DATASET EXTRACT.
###

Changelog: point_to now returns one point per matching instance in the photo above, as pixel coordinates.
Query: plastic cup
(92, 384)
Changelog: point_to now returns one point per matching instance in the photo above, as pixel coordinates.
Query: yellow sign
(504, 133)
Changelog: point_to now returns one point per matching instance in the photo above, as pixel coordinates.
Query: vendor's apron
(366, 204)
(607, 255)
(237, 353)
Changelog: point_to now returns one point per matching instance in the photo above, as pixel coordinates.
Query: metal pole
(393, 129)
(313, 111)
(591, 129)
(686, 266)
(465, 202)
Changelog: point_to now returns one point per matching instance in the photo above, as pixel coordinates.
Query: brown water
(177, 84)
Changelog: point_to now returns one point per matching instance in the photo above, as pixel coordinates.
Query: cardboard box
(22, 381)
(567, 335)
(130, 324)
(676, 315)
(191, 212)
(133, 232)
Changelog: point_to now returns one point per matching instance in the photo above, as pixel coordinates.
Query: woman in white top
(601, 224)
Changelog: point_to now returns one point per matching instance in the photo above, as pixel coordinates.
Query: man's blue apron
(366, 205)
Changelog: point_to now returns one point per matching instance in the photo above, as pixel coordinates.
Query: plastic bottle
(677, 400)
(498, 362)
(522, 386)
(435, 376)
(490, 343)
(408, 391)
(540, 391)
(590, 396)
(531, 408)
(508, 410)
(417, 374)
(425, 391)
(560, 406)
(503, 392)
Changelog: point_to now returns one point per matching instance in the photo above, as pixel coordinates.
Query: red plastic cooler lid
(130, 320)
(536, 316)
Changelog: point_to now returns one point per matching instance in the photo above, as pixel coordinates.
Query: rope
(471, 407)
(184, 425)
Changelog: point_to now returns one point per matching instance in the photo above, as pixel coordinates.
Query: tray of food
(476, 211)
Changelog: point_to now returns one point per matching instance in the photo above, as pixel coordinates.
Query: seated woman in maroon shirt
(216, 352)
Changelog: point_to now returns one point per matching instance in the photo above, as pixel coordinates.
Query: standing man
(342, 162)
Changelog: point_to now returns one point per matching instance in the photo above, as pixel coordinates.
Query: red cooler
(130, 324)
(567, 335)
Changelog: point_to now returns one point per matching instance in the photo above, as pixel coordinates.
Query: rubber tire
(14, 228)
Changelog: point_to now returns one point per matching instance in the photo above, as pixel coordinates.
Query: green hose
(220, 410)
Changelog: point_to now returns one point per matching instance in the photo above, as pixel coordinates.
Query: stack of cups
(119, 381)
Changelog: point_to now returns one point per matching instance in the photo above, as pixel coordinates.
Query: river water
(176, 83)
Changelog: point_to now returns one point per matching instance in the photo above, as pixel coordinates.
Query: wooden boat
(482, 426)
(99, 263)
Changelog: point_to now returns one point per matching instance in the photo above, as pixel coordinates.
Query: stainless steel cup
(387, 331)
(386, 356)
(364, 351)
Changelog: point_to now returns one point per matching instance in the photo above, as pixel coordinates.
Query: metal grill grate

###

YOUR OBJECTIVE.
The entire set of entries, and nothing else, should be set down exactly.

OUTPUT FOR THIS EXERCISE.
Changelog: point_to now returns one point per matching instance in the photo above, as pixel coordinates.
Query: plastic cup
(92, 384)
Changelog: point_to now returns one point per matching instance in the photo above, as pixel coordinates.
Query: yellow sign
(504, 133)
Changelog: point_to now returns one point per matching instance in the photo above, as pixel coordinates.
Query: vendor's apron
(366, 204)
(607, 255)
(237, 353)
Changelog: point_to now returns one point per matching instance in the photo above, as pixel coordinates.
Query: metal pole
(393, 129)
(313, 111)
(591, 129)
(686, 266)
(465, 202)
Changelog: point_to now returns one point per matching instance in the photo above, as pixel coordinates.
Query: brown water
(177, 84)
Changelog: point_to now returns one point per matching instance in the photo above, as pixel coordinates.
Query: cardboard box
(22, 381)
(567, 335)
(130, 324)
(676, 315)
(191, 212)
(133, 232)
Changelog: point_to now returns one point per matching instance in the photo above, as pixel coordinates.
Query: woman in white top
(601, 224)
Changelog: point_to now returns one point per matching instance in the photo above, as pixel coordinates.
Query: man's blue apron
(366, 205)
Changelog: point_to now returns one point per matching instance in the photo above, as pixel coordinates.
Query: plastic bottle
(677, 400)
(498, 362)
(522, 386)
(435, 376)
(490, 343)
(408, 391)
(540, 391)
(590, 396)
(531, 408)
(508, 410)
(417, 374)
(425, 391)
(560, 406)
(503, 392)
Changelog: point_to now returns one point per matching instance in the photo above, as pixel coordinates.
Query: red plastic cooler lid
(130, 320)
(536, 316)
Changelog: point_to now returns one point per matching instance in the photo above, as pixel coordinates.
Query: rope
(471, 407)
(184, 425)
Changelog: point_to now returns one point per matching instance in the photo above, as pixel coordinates.
Query: tray of food
(476, 211)
Changelog: point_to now returns one point per matching instance in the photo above, as pixel coordinates.
Query: seated woman in maroon shirt
(216, 352)
Changelog: point_to now returns one point per matching instance in the photo above, as pixel coordinates.
Query: standing man
(342, 162)
Changelog: point_to now returns one point per matching instance in the photo above, as pixel coordinates.
Query: red cooler
(130, 324)
(567, 335)
Changelog: point_to now returns one point per matching instance in the photo above, as pixel coordinates.
Query: rubber tire
(14, 228)
Changelog: point_to now returns one point per matching instance in the photo above, as pixel coordinates.
Query: green hose
(220, 410)
Changelog: point_to now returns one point per matching instance in the photo above, as pixel coordinates.
Query: stack of cups
(119, 381)
Changelog: point_to now returns one point per matching instance in the photo above, as pixel coordinates.
Query: river water
(176, 83)
Changelog: point_to now returns one point per matching instance in the photo above, as pixel coordinates.
Query: wooden boat
(482, 426)
(99, 263)
Changelog: point_to now returns one point per matching instance in the photo above, as pixel coordinates.
Query: stainless steel cup
(387, 331)
(386, 356)
(364, 351)
Changelog: point_to now returns one point per matching instance in the photo above, as pixel coordinates.
Query: metal grill grate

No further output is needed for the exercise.